• STUDY MATERIAL
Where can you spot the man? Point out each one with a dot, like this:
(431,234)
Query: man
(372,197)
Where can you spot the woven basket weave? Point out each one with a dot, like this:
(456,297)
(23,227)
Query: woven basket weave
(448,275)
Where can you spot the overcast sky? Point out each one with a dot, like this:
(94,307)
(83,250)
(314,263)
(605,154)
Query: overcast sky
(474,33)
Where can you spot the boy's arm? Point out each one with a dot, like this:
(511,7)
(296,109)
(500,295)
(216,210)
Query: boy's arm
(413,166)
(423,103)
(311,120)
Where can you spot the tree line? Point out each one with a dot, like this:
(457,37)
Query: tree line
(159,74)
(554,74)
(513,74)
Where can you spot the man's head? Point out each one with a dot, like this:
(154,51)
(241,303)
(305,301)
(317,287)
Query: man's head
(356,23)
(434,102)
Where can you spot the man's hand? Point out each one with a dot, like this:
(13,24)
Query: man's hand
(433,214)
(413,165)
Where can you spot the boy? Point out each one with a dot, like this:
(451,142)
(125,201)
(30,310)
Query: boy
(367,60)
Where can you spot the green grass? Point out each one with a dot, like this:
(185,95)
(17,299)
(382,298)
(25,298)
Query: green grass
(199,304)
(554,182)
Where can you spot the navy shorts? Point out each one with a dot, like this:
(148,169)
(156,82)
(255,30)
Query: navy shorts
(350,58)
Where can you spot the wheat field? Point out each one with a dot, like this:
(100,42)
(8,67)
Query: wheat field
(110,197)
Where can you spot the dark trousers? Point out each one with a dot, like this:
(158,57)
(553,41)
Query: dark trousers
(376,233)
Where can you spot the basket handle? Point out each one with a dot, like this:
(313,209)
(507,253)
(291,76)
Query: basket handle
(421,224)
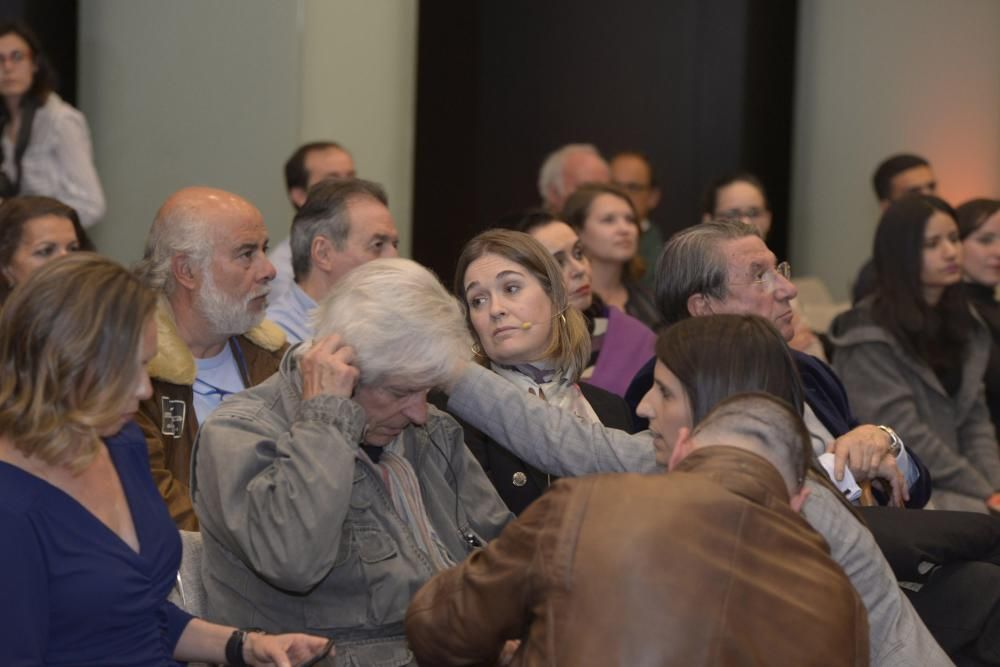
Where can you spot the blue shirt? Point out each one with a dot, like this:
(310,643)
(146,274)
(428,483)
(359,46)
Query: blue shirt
(291,311)
(71,591)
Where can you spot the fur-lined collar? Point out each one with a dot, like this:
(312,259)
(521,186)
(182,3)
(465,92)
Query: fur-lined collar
(174,362)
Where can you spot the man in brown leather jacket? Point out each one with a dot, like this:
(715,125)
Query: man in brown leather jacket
(205,255)
(710,564)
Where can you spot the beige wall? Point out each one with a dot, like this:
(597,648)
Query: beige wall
(219,93)
(879,77)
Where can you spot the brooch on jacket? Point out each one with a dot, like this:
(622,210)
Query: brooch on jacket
(173,416)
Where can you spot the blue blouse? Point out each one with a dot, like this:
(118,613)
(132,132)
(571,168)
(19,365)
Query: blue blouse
(71,591)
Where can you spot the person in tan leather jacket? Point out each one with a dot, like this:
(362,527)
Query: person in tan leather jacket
(205,256)
(710,564)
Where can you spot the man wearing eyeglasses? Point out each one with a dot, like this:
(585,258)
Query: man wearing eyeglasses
(633,172)
(724,266)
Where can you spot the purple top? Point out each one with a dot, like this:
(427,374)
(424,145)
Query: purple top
(628,345)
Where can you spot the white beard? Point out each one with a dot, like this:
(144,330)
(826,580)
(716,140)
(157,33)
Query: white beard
(228,316)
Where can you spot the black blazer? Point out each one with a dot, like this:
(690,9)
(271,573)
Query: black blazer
(518,483)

• WORK REQUIRED
Send back every line of the listing exactly. Omit the images.

• EXERCISE RESULT
Where can you spot the man? Point out each one with a dot, like this:
(431,234)
Query: man
(372,197)
Where can you spot the woven basket weave? Point out each one with a dot, like this:
(456,297)
(23,227)
Query: woven basket weave
(448,275)
Where can you spot the overcast sky? Point out each one with a dot, like this:
(94,307)
(83,250)
(314,263)
(605,154)
Query: overcast sky
(474,33)
Where can you spot the boy's arm? Point out each one with a dot, like this:
(511,7)
(296,109)
(500,295)
(216,210)
Query: boy's arm
(413,166)
(423,103)
(311,120)
Where can you spot the tree line? Point out each one with a dot, like this:
(457,37)
Query: tree line
(159,74)
(554,74)
(513,74)
Where can you spot the man's head? Point out each one with a dot, like this:
(154,51)
(241,303)
(305,301)
(317,287)
Query: man's head
(356,23)
(434,102)
Where can you spot the man's hand? Point out each one with a dot, like this:
(13,24)
Query: man's hand
(433,214)
(413,165)
Where can you spot the boy? Point out each one with a dot, like this:
(451,142)
(125,201)
(30,310)
Query: boy
(367,60)
Where can you spot the green grass? Point out each one with a dot, like this:
(185,95)
(17,299)
(382,298)
(25,298)
Query: green grass
(199,304)
(554,182)
Where can you spot the navy shorts? Point out each one with a dot, like this:
(148,169)
(156,82)
(255,30)
Query: navy shorts
(350,58)
Where can you spot the wheat field? Point out each one with a dot, like this:
(100,42)
(8,67)
Query: wheat field
(110,197)
Where can you spot the dark trousers? Point out each one with a dot, like this:
(158,57)
(553,41)
Query: dark trousers
(376,233)
Where can you spot the basket handle? Point out each one with a dot, like this:
(313,209)
(507,253)
(291,76)
Query: basket handle
(421,224)
Where can you spot the blue shirt? Point out each one with a dot, like this:
(310,643)
(146,274)
(428,483)
(359,46)
Query: blue shirt
(291,311)
(71,591)
Where can you spot the fur-lined collar? Point out each one with a dot, like this:
(312,259)
(521,186)
(182,3)
(465,92)
Query: fur-lined collar
(174,362)
Where can you spot the man in brown leather jacket? Point out each one with a dot, like this:
(715,125)
Query: man in brown leather jacket
(205,255)
(710,564)
Where can you spot the beige wall? Point out each one with a dot, like this:
(597,648)
Query: beige wall
(219,93)
(879,77)
Where can you spot the brooch on jacket? Point out each one with a dot, like this:
(622,210)
Query: brooch on jacket
(173,416)
Where can you spot the blue blouse? Point out each one with a dot, like this:
(118,613)
(132,132)
(571,168)
(19,365)
Query: blue blouse
(71,591)
Where can you spot the person in tan leather jacket? Point out each one with a dot, like this:
(362,527)
Query: person in tan leather jacket
(205,256)
(710,564)
Where can you spot the man wearing eyeglasses? Point out each one with a dot, like this:
(585,258)
Query: man wearing eyeglasses
(633,172)
(724,266)
Where can you spot the purple top? Point out each one with a dot, like this:
(427,374)
(424,145)
Query: purple top
(628,345)
Where can you spot the white beard? Point out each one with a dot, like this:
(144,330)
(826,580)
(716,140)
(157,33)
Query: white beard
(228,316)
Where can you spot the black blazer? Point out each one with a dot, like this:
(690,9)
(271,573)
Query: black blazer
(518,483)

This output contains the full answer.